An exact copy of every record is needed.
• • •
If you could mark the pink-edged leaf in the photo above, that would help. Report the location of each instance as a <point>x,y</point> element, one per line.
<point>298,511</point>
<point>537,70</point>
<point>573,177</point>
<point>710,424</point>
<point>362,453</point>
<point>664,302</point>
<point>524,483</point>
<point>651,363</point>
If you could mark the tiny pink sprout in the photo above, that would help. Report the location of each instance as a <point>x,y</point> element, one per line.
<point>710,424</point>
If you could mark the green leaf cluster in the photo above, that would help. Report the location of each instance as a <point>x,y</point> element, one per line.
• • •
» Written response
If you could mark the pink-edged leaf in the photo above, that would help. Report the location of each instance as a <point>x,y</point> element, one per line.
<point>298,511</point>
<point>537,70</point>
<point>573,177</point>
<point>710,424</point>
<point>362,453</point>
<point>664,302</point>
<point>524,483</point>
<point>651,363</point>
If you could mark the tiny pink sprout in the photo above, that would help. Report the location of each instance as a <point>x,y</point> element, one per line.
<point>710,424</point>
If you could mark the green leaf cluster in the photo above, that would help. Report the location of each instance as a <point>x,y</point> element, one per line.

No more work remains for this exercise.